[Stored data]
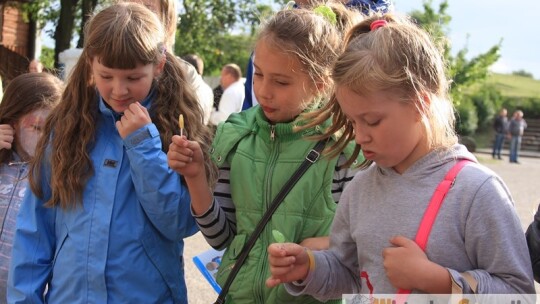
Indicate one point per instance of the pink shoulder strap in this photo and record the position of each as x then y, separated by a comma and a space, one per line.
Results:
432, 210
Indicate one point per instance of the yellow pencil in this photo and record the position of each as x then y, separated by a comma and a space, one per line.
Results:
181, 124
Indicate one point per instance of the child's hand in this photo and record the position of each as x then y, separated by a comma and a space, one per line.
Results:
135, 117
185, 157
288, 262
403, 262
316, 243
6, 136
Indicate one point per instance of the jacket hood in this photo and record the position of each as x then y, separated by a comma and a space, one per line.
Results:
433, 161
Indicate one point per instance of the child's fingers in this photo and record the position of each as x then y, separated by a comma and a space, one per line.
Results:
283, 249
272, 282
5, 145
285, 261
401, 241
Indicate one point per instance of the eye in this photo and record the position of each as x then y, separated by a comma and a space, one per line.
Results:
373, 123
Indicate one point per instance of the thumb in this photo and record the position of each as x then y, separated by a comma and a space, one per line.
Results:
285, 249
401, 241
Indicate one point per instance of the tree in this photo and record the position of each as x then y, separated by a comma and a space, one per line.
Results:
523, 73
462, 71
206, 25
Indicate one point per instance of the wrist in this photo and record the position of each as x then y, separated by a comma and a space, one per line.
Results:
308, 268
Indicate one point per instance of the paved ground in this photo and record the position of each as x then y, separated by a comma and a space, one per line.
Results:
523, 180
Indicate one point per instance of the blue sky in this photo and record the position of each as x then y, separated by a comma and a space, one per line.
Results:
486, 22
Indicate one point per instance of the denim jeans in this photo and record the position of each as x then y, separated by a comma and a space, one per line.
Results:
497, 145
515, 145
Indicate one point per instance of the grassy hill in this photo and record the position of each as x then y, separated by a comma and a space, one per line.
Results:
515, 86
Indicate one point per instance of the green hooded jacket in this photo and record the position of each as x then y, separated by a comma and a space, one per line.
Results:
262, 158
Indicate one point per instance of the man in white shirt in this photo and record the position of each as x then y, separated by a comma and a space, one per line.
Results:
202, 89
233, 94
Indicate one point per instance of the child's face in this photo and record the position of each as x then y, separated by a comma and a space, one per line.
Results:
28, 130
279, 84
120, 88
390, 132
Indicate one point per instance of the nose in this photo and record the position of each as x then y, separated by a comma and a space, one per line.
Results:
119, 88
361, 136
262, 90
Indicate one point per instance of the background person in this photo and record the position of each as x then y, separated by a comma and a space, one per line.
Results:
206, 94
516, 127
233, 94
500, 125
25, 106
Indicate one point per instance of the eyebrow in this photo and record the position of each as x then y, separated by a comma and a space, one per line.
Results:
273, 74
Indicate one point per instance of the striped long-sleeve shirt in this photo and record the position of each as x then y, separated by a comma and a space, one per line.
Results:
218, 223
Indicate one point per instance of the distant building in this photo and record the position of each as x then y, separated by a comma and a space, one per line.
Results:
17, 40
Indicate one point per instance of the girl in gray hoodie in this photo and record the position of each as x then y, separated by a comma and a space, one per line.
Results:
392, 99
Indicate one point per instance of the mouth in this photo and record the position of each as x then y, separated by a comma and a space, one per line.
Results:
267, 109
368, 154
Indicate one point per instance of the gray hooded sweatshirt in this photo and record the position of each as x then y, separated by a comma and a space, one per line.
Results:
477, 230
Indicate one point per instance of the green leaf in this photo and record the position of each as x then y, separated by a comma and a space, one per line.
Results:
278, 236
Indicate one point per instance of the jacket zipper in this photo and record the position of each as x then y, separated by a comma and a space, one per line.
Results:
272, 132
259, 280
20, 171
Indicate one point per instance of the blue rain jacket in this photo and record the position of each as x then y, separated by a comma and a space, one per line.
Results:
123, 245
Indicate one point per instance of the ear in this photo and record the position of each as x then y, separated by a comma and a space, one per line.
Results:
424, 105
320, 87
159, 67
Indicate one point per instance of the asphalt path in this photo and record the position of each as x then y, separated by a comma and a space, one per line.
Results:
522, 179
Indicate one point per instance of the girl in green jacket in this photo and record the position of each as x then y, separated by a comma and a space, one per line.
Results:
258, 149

* * *

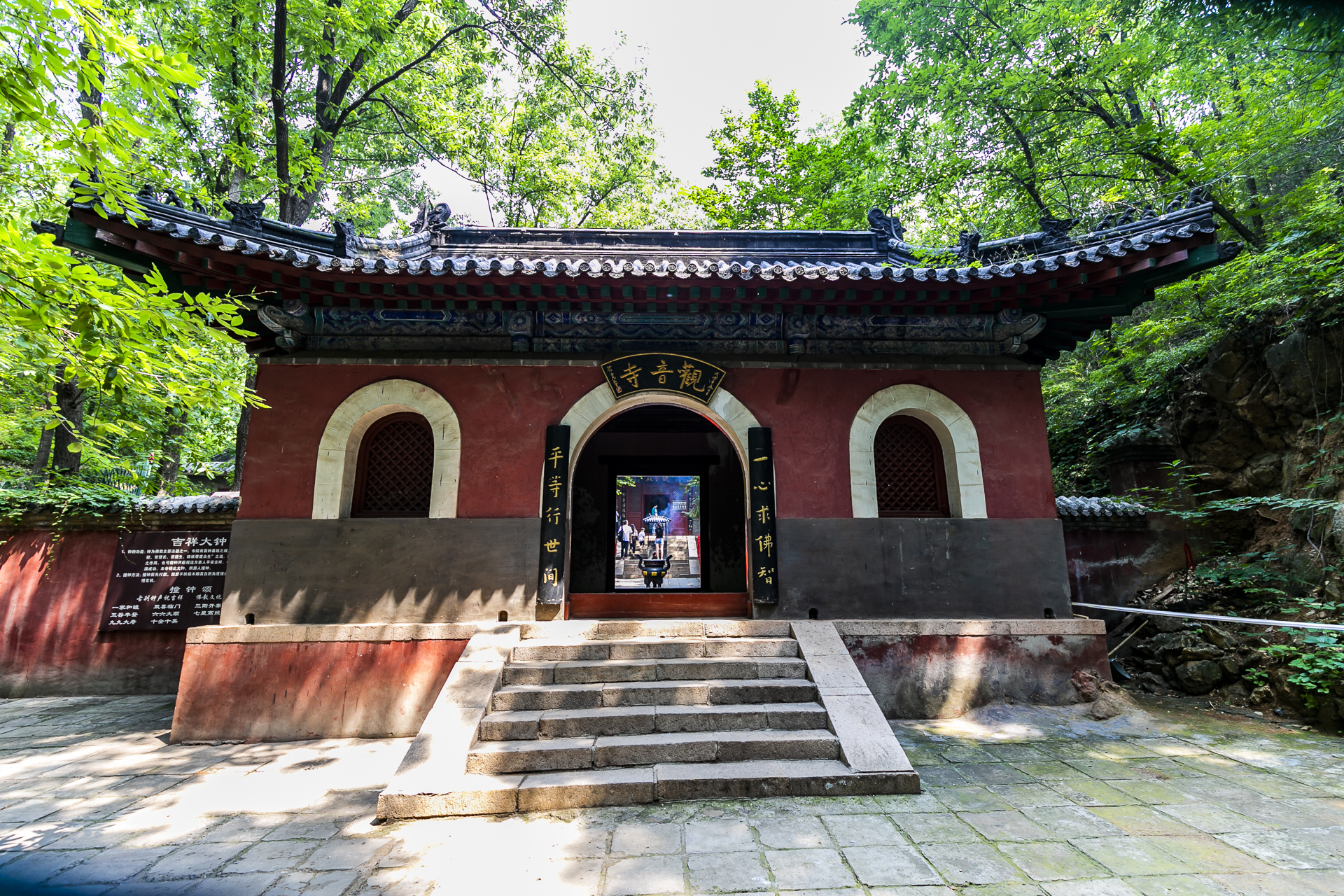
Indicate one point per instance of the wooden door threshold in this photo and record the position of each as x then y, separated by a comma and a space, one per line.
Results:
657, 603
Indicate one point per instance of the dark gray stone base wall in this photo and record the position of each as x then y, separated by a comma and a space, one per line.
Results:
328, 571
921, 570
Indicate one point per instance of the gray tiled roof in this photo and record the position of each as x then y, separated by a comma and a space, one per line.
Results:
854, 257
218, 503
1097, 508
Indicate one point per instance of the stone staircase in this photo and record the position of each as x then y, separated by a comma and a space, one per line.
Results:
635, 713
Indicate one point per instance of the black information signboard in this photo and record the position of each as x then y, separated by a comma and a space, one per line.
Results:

Task directions: Every line that contains "blue" should be copied out of the data.

Solution for this problem:
Indicate one point per instance of the blue sky in this photo and record the position of each as x then y, separated by a comma and a space, one per line.
Indicate one point per instance of the blue rain jacket in this photo and record the position of each as x then y, separated by a comma and a space, one per line.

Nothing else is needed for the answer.